◆ **About this task**: The entries are to be reproduced verbatim, and their pictures left out.
-.-.-
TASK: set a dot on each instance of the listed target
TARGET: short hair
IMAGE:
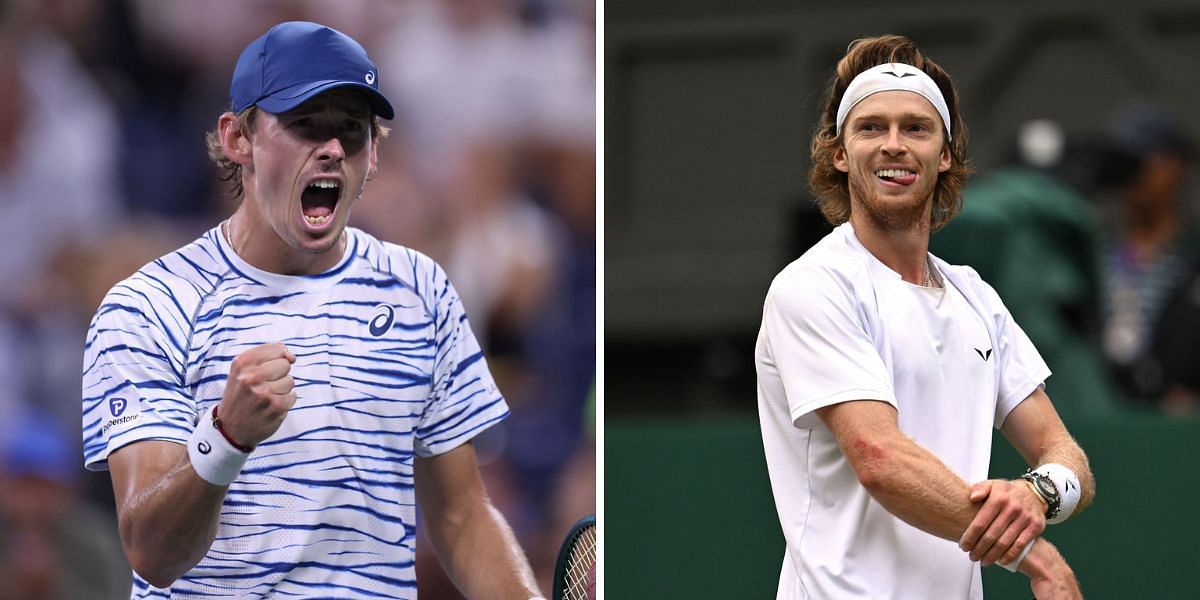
(244, 121)
(832, 186)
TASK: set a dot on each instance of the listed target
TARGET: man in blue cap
(275, 399)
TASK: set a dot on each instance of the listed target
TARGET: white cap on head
(893, 77)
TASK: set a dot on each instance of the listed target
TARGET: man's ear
(234, 142)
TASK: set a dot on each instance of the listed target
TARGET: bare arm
(917, 487)
(1001, 528)
(472, 539)
(167, 514)
(906, 479)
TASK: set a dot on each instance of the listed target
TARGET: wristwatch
(1047, 490)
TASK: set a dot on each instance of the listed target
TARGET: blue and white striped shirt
(387, 369)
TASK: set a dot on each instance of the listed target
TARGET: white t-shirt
(840, 325)
(387, 370)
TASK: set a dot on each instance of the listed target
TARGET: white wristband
(213, 457)
(1012, 567)
(1067, 484)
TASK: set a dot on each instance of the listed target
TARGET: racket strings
(580, 564)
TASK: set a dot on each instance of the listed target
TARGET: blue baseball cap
(297, 60)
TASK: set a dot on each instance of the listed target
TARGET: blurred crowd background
(490, 169)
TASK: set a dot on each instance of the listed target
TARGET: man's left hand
(1012, 516)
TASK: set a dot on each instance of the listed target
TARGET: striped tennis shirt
(387, 369)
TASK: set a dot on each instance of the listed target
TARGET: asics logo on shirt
(383, 319)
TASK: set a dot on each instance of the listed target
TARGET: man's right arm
(912, 484)
(167, 513)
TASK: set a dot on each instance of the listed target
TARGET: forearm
(168, 523)
(481, 556)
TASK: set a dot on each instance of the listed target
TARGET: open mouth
(318, 201)
(903, 177)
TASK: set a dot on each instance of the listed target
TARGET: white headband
(893, 77)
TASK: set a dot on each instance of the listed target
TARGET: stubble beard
(892, 214)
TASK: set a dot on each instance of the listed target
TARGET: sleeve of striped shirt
(132, 375)
(465, 400)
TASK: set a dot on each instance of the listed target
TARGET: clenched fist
(258, 394)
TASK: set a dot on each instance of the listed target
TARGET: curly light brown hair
(244, 121)
(832, 186)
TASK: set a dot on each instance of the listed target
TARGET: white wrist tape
(1067, 484)
(213, 457)
(1012, 567)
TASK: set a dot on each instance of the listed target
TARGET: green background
(689, 513)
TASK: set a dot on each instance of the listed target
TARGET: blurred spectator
(1149, 253)
(52, 544)
(1030, 231)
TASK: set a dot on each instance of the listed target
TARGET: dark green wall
(689, 514)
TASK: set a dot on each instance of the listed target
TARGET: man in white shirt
(882, 369)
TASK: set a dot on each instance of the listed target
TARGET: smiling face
(893, 150)
(303, 171)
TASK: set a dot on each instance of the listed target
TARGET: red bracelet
(216, 425)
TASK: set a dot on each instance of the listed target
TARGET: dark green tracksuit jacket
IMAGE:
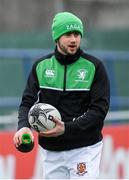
(78, 86)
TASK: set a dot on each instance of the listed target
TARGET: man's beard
(65, 50)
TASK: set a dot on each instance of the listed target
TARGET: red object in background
(25, 162)
(23, 165)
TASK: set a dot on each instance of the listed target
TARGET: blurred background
(25, 35)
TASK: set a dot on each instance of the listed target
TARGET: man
(75, 83)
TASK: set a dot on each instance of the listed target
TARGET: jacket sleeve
(98, 106)
(30, 96)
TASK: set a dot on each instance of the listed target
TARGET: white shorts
(80, 163)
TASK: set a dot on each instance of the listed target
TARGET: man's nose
(73, 37)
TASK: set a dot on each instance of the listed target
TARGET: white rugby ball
(41, 116)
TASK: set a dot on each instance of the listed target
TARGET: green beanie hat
(65, 22)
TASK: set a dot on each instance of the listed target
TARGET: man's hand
(57, 131)
(17, 139)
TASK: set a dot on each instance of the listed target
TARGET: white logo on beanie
(73, 27)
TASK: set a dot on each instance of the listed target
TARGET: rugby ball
(41, 116)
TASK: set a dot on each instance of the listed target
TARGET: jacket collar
(67, 59)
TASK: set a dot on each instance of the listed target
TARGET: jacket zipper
(64, 85)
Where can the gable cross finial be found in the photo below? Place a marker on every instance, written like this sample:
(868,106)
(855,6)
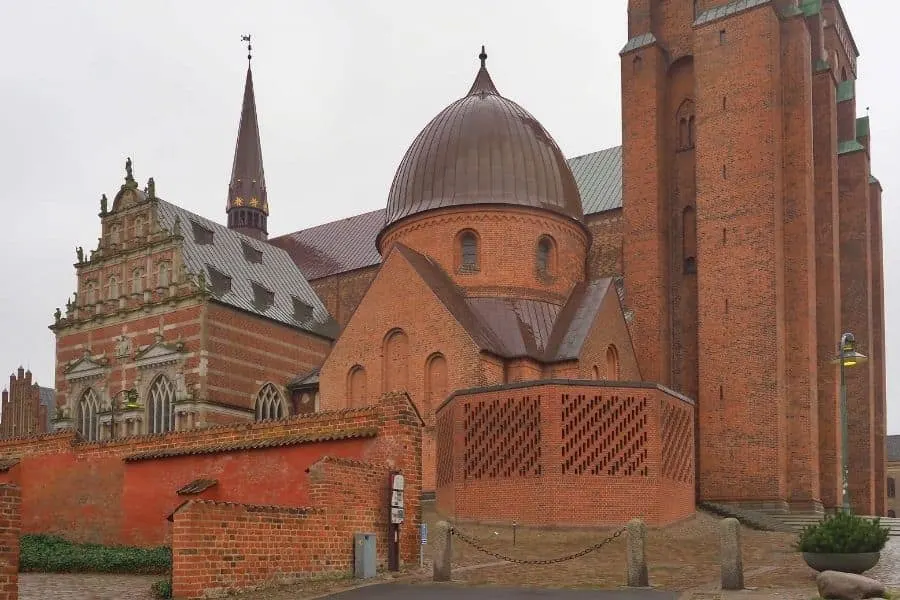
-.-.-
◆ **Task answer**:
TASK: set a dot on each instance of the listed target
TARGET: short hair
IMAGE:
(244, 121)
(832, 186)
TASK: set a dot on each instance of the listed target
TARGET: man in blue cap
(275, 399)
TASK: set a dot on each instance of the listed target
TARGET: white cap on head
(893, 77)
TASK: set a dot on each instance of the listed target
TARGET: man's ear
(234, 142)
TASK: set a dot on each instance of the listed target
TARGET: bare arm
(917, 487)
(1001, 528)
(472, 539)
(167, 514)
(906, 479)
TASK: set a dot on each instance of the listed target
TARGET: wristwatch
(1047, 490)
TASK: set a dot on each instance of the listed target
TARGET: blue and white striped shirt
(387, 369)
TASK: set a dot on each instance of the listed target
TARGET: white t-shirt
(840, 325)
(387, 370)
TASK: set a dot on each instance of the listed target
TARGET: white wristband
(213, 457)
(1012, 567)
(1067, 484)
TASK: set a dot on each instance of the listed target
TARGET: racket strings
(580, 564)
TASK: set a dot on each instance of the listed target
TARGET: blue baseball cap
(297, 60)
TASK: set a dot on each instance of the listed target
TARGET: blurred crowd background
(490, 169)
TASK: set a dot on each instance of the listed target
TARGET: man's left hand
(1012, 516)
TASK: set a dot on each instance of the listed target
TARGET: striped tennis shirt
(387, 369)
TASK: set a dot on each instance of the listed target
TARGET: asics logo on shirt
(383, 319)
TASK: set a dot on each instance of the listed target
TARGET: man's right arm
(912, 484)
(167, 513)
TASK: set a dot on each instance of the listed target
TARGET: forearm
(168, 523)
(481, 556)
TASK: set a dot on each instance of the listed target
TARGET: open mouth
(318, 201)
(903, 177)
TASK: set a dot on each instance of the listed target
TARGET: white headband
(893, 77)
TASK: set a dot on each instance of the listed target
TARGET: stubble beard
(892, 214)
TASK: set a dot on each instance of the listed target
TARGET: sleeve of striped shirt
(132, 375)
(465, 400)
TASK: set a dot on each instance of the listed target
TARGET: clenched fist
(258, 394)
TASK: set a dot on each instance of the listed target
TARGET: curly light brown hair
(244, 121)
(832, 186)
TASK: set a dot on each instance of the listed target
TARGET: white wrist tape
(1067, 484)
(213, 457)
(1012, 567)
TASK: set a dot on each instance of the listed target
TARGET: green background
(689, 513)
TASK: set a dot on each instance of the listed target
TARGET: blurred spectator
(1149, 253)
(52, 544)
(1030, 231)
TASK: set a dot on each instance of the listed target
TARGET: dark green wall
(689, 514)
TASK: set a dot on each instance of the listed target
TARGET: man in white shirt
(882, 369)
TASK: set a dot on each instance of the listed target
TARGET: smiling face
(893, 150)
(303, 171)
TASK: set a dot on each instance of the listed target
TARGET: red bracelet
(216, 425)
TASK: set a dot on each instance of the listed target
TARGET: dark green tracksuit jacket
IMAGE:
(78, 86)
TASK: set a dot on each instance of the listed target
TARGET: man's beard
(65, 50)
TASK: set a dot on each instance of the listed target
TARGET: red object in background
(25, 162)
(23, 165)
TASK: set a dot on each instance of the listed target
TARGET: blurred background
(25, 35)
TASK: set a dot on each instance of the listed target
TARGET: man
(75, 83)
TASK: set a dot on each instance of the listed target
TARGET: jacket sleeve
(98, 106)
(30, 96)
TASK: set a dot on each instance of the listed target
TARGET: white shorts
(80, 163)
TASK: set a dot on each instance of the listed target
TARGET: man's nose
(73, 37)
TASK: set a dot on each instance of the listed target
TARGET: white rugby ball
(41, 116)
TASK: set a dot on each instance of the listed target
TARGET: green beanie hat
(65, 22)
TASK: set a dot on each instance of the listed target
TARGET: man's hand
(57, 131)
(17, 139)
TASK: set a dot on each instance of the listed target
TARGET: white logo on beanie
(73, 27)
TASK: set a dot on each instance of the listed target
TARGET: rugby ball
(41, 116)
TASK: set a dot on each instance of the listed target
TARGET: jacket collar
(67, 59)
TASK: set a dot on each instance of the listed target
TARGET: jacket zipper
(64, 85)
Where can the gable cross finial be found in the photo below? Place a marker on every instance, written like this sample:
(868,106)
(855,6)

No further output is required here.